*WORK TO BE COMPLETED*. Write out the following listing's lines from the one with "Target: chandelier" to the one with "614, row 376.", exactly, with both included and no others.

*RECORDS FOR PROCESSING*.
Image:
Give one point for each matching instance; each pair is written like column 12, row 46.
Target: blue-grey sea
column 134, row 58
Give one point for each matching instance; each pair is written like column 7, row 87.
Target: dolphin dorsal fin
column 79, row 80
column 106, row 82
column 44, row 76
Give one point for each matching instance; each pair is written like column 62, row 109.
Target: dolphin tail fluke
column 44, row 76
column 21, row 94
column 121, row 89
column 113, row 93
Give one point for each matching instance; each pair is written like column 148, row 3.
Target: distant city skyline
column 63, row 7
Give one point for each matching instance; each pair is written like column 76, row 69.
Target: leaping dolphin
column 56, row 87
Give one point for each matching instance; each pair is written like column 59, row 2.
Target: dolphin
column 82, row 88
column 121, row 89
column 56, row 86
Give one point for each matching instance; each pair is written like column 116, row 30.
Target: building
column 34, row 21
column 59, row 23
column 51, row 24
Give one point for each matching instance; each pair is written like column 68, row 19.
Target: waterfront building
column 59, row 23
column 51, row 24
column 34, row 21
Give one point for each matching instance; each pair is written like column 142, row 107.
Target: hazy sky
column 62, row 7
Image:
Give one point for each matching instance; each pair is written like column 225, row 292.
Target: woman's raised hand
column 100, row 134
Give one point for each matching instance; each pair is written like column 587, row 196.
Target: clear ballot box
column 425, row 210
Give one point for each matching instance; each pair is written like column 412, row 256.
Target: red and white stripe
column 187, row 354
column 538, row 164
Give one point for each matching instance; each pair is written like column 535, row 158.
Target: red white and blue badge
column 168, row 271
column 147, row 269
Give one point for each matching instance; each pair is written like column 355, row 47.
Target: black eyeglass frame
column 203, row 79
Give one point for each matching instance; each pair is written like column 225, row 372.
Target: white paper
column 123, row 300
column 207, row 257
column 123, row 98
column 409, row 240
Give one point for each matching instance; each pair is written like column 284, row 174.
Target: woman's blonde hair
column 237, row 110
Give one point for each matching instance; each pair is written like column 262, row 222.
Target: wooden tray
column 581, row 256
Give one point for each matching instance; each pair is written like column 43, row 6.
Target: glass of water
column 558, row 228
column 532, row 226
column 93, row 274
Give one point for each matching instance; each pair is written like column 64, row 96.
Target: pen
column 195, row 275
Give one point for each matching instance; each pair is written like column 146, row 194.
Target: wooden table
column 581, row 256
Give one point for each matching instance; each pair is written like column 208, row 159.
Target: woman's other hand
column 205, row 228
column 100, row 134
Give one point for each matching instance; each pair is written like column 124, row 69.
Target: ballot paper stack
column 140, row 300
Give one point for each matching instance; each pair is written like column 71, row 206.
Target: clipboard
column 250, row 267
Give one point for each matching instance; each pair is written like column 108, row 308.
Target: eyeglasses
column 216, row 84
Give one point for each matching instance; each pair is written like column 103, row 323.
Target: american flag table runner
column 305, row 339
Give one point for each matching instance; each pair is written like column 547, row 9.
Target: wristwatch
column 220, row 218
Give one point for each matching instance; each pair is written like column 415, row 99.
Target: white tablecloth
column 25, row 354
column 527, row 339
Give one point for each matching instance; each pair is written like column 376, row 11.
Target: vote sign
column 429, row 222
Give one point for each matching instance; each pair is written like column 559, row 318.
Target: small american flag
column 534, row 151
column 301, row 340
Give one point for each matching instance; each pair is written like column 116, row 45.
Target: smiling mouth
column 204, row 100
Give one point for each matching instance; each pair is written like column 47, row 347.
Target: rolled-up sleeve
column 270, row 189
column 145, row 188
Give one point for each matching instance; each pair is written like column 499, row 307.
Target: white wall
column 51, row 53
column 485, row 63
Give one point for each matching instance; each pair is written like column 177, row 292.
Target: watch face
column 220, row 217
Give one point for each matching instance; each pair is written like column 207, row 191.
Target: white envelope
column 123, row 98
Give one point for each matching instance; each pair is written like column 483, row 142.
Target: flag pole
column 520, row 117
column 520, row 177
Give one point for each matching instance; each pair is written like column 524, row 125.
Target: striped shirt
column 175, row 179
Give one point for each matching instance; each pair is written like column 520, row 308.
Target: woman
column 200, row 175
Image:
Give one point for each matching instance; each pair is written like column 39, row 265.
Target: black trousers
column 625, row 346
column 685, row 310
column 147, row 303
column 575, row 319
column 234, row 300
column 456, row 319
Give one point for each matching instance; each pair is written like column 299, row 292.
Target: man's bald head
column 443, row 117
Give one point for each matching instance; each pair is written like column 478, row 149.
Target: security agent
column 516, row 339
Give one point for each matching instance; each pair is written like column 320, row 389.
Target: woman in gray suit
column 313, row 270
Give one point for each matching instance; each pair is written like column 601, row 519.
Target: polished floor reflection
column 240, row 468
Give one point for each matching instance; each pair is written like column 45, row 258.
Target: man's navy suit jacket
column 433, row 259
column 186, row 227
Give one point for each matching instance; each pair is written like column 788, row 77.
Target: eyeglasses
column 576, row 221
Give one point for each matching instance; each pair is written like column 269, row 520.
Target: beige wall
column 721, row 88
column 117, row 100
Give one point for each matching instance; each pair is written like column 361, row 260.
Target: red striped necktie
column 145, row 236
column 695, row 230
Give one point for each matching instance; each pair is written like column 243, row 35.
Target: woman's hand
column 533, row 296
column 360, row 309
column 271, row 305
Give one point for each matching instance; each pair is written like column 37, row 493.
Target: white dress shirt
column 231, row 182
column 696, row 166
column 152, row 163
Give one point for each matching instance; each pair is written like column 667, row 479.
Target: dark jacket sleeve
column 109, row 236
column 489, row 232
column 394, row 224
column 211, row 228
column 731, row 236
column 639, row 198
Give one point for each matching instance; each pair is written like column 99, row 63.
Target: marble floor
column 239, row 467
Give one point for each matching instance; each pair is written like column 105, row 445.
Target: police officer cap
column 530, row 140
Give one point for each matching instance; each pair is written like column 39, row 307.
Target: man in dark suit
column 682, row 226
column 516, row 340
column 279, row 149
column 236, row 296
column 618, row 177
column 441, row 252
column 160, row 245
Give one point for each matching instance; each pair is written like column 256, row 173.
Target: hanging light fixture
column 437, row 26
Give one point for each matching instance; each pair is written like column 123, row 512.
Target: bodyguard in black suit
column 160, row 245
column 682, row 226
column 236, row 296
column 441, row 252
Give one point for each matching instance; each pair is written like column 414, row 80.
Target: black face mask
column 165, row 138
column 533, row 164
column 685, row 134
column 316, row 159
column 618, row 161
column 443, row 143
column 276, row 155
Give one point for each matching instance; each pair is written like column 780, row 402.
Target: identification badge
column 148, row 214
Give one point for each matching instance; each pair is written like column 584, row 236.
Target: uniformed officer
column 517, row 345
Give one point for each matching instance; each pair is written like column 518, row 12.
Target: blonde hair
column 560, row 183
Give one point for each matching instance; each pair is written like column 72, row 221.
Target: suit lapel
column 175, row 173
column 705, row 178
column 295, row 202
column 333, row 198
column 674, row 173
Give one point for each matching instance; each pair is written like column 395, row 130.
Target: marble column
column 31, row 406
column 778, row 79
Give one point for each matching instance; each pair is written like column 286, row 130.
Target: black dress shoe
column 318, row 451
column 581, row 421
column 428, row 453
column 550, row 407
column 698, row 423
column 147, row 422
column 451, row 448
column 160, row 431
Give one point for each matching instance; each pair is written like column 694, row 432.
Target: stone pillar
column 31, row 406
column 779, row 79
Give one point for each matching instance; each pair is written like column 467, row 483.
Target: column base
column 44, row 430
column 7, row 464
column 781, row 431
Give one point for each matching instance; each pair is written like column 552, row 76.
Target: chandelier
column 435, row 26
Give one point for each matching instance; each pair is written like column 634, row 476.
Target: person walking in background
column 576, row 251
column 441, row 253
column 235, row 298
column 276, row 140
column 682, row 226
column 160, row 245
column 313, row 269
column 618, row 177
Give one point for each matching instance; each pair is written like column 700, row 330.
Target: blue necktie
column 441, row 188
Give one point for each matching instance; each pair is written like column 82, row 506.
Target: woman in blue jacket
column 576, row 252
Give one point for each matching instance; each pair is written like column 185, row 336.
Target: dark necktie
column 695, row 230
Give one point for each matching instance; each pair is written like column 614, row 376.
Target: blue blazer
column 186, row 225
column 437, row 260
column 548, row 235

*TASK ANSWER*.
Target: chandelier
column 435, row 26
Give one point for each matching instance; each pair is written like column 634, row 476.
Target: person walking in background
column 576, row 251
column 441, row 253
column 235, row 298
column 276, row 140
column 682, row 226
column 160, row 245
column 313, row 269
column 618, row 177
Give one point for each matching instance; each pair is written like column 700, row 330.
Target: blue necktie
column 441, row 188
Give one point for each matching instance; each pair is written like column 82, row 506.
Target: woman in blue jacket
column 576, row 252
Give one point for each matching instance; each pair is written like column 185, row 336.
Target: dark necktie
column 695, row 230
Give one point for each matching instance; each pair is written like column 614, row 376.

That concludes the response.